Work item:
Collect all lines from the listing that include the string "single".

Extracted material:
....................

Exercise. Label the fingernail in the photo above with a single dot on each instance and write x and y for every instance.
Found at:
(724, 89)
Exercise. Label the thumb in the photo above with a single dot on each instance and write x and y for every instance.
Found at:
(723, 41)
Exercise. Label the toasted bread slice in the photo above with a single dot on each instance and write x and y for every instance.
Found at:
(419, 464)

....................

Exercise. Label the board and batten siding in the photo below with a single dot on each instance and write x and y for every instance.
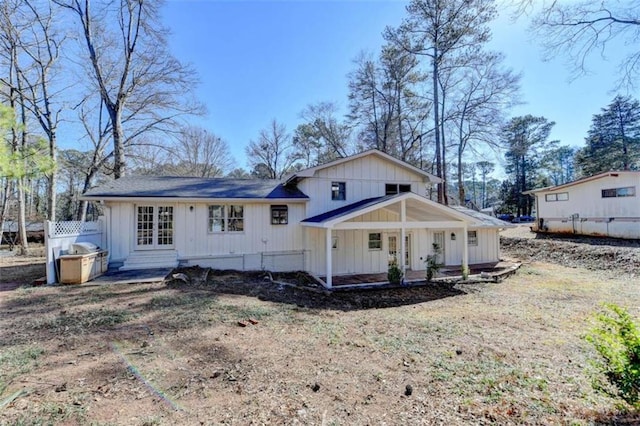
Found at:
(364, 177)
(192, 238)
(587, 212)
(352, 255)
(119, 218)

....................

Completed task:
Exercise. Label the fingernail in the photo above with a single dot on each instance and write x and y for every instance.
Exercise. Label the thumb in the photo above with a single dot on each instance and write x and y for every instance.
Exercise. Label the toasted bread slice in the photo above with a single dot on each instance and write x and y for every instance.
Exercise. Label the board and batten siding in the photo below with a single dot on each instance and write x and y for every instance.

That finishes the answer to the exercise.